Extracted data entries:
###
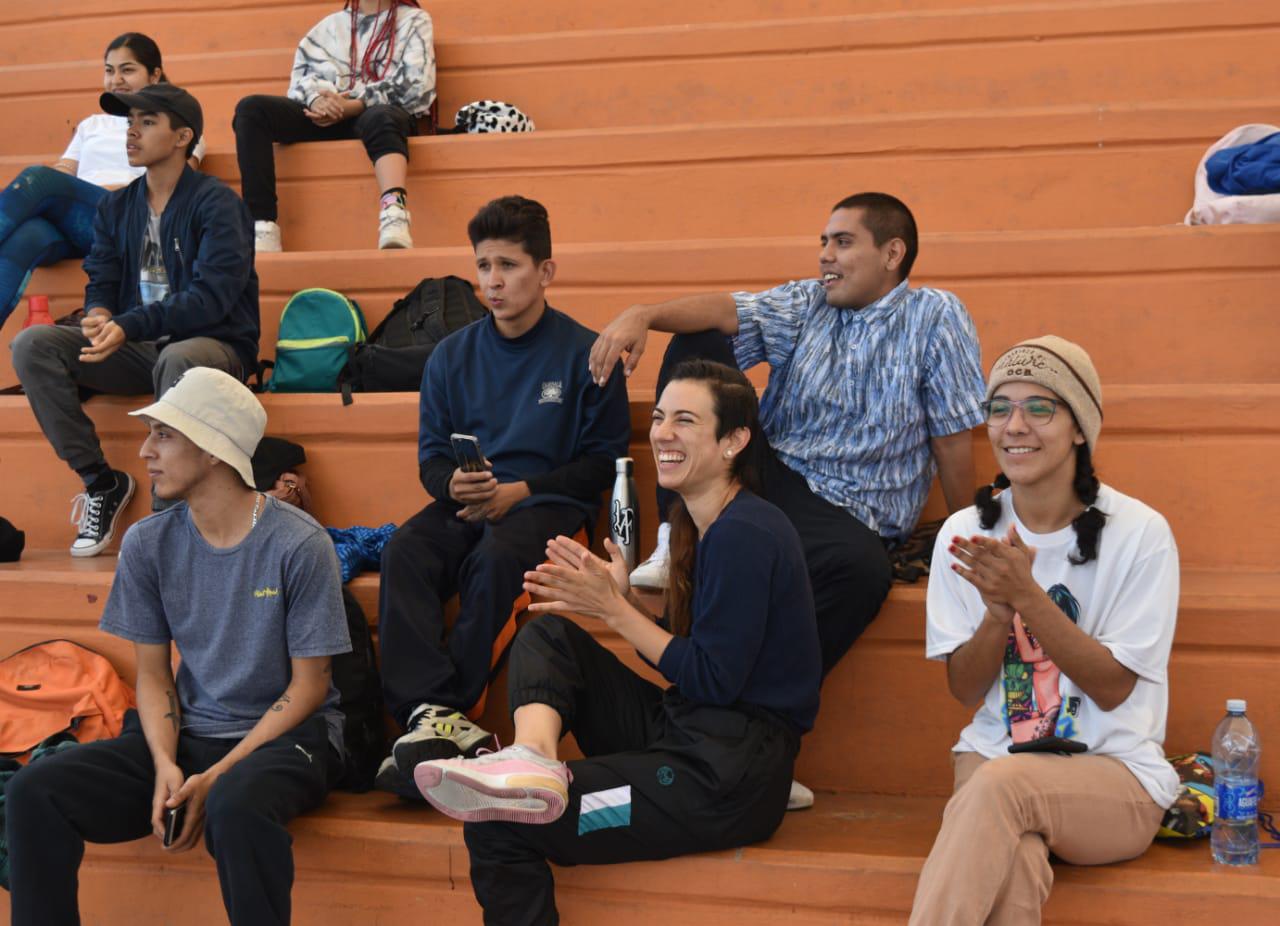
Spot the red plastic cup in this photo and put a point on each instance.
(37, 311)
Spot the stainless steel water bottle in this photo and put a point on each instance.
(625, 512)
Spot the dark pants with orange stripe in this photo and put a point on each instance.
(434, 556)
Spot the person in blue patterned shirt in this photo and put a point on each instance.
(873, 386)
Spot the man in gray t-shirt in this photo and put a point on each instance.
(248, 734)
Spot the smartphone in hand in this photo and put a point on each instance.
(466, 451)
(173, 820)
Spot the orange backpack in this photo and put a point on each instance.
(59, 685)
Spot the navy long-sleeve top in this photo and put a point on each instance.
(206, 241)
(754, 634)
(533, 405)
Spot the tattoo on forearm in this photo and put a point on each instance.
(173, 711)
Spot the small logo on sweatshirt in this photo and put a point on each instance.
(552, 392)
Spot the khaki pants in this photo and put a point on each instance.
(990, 862)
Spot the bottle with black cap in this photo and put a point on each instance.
(624, 514)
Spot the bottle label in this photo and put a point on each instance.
(1237, 803)
(624, 521)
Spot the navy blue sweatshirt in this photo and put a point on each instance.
(533, 404)
(206, 237)
(754, 635)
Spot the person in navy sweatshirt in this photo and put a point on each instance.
(170, 286)
(519, 382)
(703, 765)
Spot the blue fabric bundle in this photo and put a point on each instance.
(1246, 169)
(360, 548)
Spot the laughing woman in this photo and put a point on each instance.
(1056, 617)
(46, 213)
(707, 762)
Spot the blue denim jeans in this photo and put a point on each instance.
(45, 217)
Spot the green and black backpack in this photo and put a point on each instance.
(318, 331)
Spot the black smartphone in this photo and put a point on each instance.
(466, 451)
(173, 819)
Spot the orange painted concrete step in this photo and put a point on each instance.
(1061, 167)
(80, 28)
(882, 692)
(849, 860)
(1129, 295)
(1193, 452)
(850, 64)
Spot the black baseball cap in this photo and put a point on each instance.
(158, 97)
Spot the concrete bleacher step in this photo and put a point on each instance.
(919, 60)
(184, 27)
(849, 860)
(1223, 615)
(1143, 287)
(1192, 452)
(1063, 168)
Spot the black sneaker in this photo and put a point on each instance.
(437, 731)
(97, 512)
(389, 780)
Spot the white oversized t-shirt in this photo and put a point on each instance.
(97, 149)
(1127, 600)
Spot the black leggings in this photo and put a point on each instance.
(261, 121)
(666, 776)
(848, 561)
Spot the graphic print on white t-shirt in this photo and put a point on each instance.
(152, 278)
(1127, 601)
(1034, 707)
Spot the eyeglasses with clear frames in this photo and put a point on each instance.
(1038, 410)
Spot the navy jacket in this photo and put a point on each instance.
(533, 404)
(206, 237)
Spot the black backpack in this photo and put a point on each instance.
(396, 354)
(360, 698)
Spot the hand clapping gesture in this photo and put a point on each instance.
(580, 582)
(1001, 570)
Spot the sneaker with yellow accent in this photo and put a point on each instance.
(437, 731)
(516, 785)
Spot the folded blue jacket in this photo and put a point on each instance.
(360, 548)
(1246, 169)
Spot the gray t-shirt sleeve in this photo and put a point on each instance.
(135, 610)
(316, 619)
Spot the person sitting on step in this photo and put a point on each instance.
(871, 384)
(170, 286)
(248, 735)
(519, 382)
(46, 213)
(705, 763)
(366, 72)
(1054, 605)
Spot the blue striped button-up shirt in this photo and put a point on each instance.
(854, 396)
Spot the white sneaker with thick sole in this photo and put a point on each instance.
(653, 571)
(266, 237)
(437, 731)
(801, 798)
(393, 228)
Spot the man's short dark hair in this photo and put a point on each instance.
(513, 218)
(886, 218)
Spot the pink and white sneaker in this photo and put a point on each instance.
(515, 785)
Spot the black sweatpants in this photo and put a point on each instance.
(664, 776)
(434, 556)
(848, 561)
(101, 793)
(261, 121)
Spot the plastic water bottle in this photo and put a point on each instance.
(624, 511)
(1235, 779)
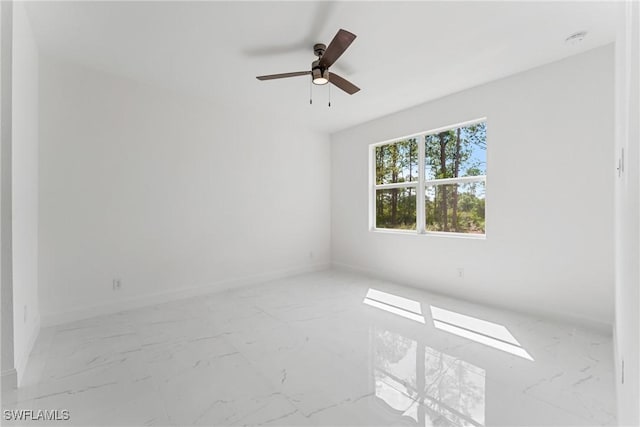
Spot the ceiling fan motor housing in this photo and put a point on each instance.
(319, 74)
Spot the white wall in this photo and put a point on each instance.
(627, 186)
(26, 317)
(172, 195)
(9, 376)
(549, 200)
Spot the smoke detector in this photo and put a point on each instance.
(575, 38)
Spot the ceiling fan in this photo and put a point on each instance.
(327, 56)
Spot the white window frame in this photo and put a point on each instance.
(420, 185)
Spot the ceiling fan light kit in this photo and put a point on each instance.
(327, 56)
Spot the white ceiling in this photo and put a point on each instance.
(406, 53)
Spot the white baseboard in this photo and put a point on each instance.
(595, 325)
(9, 380)
(53, 319)
(21, 365)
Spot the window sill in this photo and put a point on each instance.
(430, 234)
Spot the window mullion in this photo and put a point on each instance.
(420, 198)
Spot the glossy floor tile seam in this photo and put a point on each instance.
(307, 350)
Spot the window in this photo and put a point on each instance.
(433, 182)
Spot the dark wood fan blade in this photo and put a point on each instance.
(338, 45)
(283, 75)
(343, 84)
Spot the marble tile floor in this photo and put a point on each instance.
(328, 348)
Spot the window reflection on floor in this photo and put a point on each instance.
(478, 330)
(395, 304)
(426, 385)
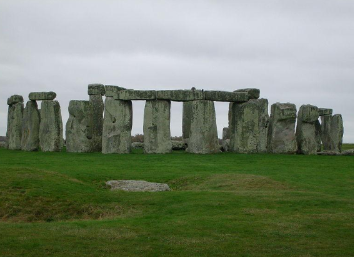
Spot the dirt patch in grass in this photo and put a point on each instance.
(228, 182)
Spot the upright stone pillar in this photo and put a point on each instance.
(157, 133)
(96, 91)
(306, 129)
(78, 130)
(14, 122)
(248, 126)
(203, 136)
(30, 127)
(51, 127)
(331, 130)
(281, 131)
(186, 121)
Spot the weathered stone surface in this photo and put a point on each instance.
(30, 127)
(281, 131)
(248, 126)
(253, 93)
(14, 123)
(325, 111)
(180, 95)
(96, 122)
(332, 132)
(224, 96)
(42, 96)
(307, 143)
(14, 99)
(203, 138)
(117, 126)
(111, 90)
(135, 95)
(137, 186)
(51, 127)
(96, 89)
(157, 133)
(78, 130)
(186, 121)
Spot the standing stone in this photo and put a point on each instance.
(332, 132)
(157, 133)
(78, 130)
(51, 127)
(14, 122)
(186, 121)
(306, 130)
(203, 136)
(96, 91)
(30, 127)
(248, 126)
(117, 126)
(281, 131)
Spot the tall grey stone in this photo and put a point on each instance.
(30, 127)
(78, 129)
(281, 131)
(203, 136)
(117, 126)
(51, 127)
(157, 133)
(332, 132)
(14, 122)
(307, 142)
(186, 121)
(249, 126)
(96, 91)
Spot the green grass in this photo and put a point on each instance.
(57, 204)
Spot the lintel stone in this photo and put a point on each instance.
(42, 96)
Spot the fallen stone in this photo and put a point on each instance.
(135, 95)
(96, 89)
(111, 90)
(30, 127)
(14, 99)
(180, 95)
(117, 126)
(253, 93)
(281, 131)
(224, 96)
(157, 133)
(34, 96)
(96, 121)
(249, 126)
(325, 111)
(203, 138)
(14, 123)
(137, 186)
(51, 127)
(78, 130)
(307, 142)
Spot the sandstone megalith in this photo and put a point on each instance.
(96, 91)
(30, 127)
(78, 130)
(249, 126)
(14, 122)
(157, 133)
(51, 127)
(203, 137)
(117, 126)
(281, 131)
(307, 142)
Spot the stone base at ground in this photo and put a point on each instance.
(137, 186)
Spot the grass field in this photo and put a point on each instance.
(57, 204)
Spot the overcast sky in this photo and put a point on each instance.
(296, 51)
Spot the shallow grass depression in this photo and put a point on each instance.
(57, 204)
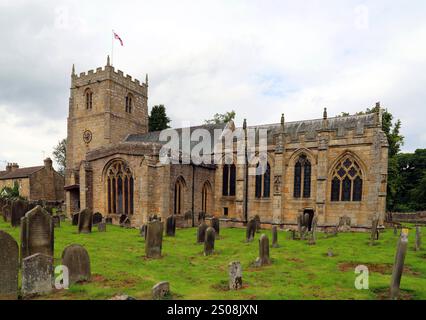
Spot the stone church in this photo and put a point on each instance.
(328, 167)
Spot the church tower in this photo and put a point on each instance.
(104, 107)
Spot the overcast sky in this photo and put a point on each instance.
(259, 58)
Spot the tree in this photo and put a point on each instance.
(60, 155)
(221, 118)
(158, 119)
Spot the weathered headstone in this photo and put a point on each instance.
(235, 275)
(215, 224)
(160, 290)
(250, 230)
(85, 221)
(37, 233)
(97, 218)
(154, 239)
(77, 260)
(171, 226)
(398, 266)
(37, 274)
(263, 258)
(209, 241)
(102, 227)
(274, 237)
(201, 232)
(9, 264)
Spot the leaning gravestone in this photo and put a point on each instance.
(398, 266)
(37, 274)
(263, 258)
(235, 276)
(171, 226)
(97, 218)
(209, 241)
(77, 260)
(215, 224)
(201, 232)
(154, 239)
(9, 267)
(37, 233)
(85, 219)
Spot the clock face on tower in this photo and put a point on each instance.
(87, 136)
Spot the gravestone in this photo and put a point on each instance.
(263, 258)
(85, 219)
(235, 275)
(9, 267)
(102, 227)
(160, 290)
(215, 224)
(209, 241)
(154, 239)
(37, 274)
(77, 260)
(37, 233)
(250, 230)
(398, 266)
(201, 232)
(171, 226)
(75, 219)
(274, 237)
(97, 218)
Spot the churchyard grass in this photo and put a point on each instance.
(298, 270)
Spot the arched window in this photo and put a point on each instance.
(229, 176)
(129, 103)
(120, 188)
(89, 99)
(302, 177)
(179, 196)
(346, 184)
(263, 181)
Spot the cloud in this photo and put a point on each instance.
(259, 58)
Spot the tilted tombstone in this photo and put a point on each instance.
(77, 260)
(201, 232)
(250, 230)
(85, 219)
(209, 241)
(37, 274)
(37, 233)
(235, 275)
(215, 224)
(9, 267)
(154, 239)
(171, 226)
(97, 218)
(263, 258)
(274, 237)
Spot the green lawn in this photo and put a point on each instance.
(298, 270)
###
* **Request**:
The required output is the exact sequence of lines from the one containing "Spot the churchyard" through the end of the listing, both endpoints included.

* **The reply**:
Spot the churchyard grass in this photo and put a point on each instance.
(298, 270)
Spot the arched window in this photo and put a point on each instance.
(229, 176)
(129, 103)
(120, 188)
(89, 99)
(302, 177)
(179, 196)
(346, 184)
(263, 181)
Spot the cloud in this photo and put a point on each instance.
(259, 58)
Spot the tilted tombstone in this photo and put a point on each instance.
(77, 260)
(201, 232)
(250, 230)
(85, 219)
(209, 241)
(37, 274)
(37, 233)
(235, 275)
(215, 224)
(9, 267)
(154, 239)
(171, 226)
(97, 218)
(263, 258)
(274, 237)
Spot the green lawn in this photo and put a point on each instance.
(298, 270)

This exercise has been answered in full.